**PROBLEM TO SOLVE:**
Turn the listing below into a JSON list of strings, with one string per line and any blank lines left out.
%%
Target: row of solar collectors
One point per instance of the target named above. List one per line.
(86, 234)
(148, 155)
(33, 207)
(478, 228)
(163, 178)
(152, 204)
%%
**ANSWER BELOW:**
[
  "Target: row of solar collectors",
  "One point per instance of the target named above. List one per line.",
  "(86, 234)",
  "(148, 155)",
  "(33, 207)",
  "(478, 228)",
  "(163, 178)",
  "(152, 204)"
]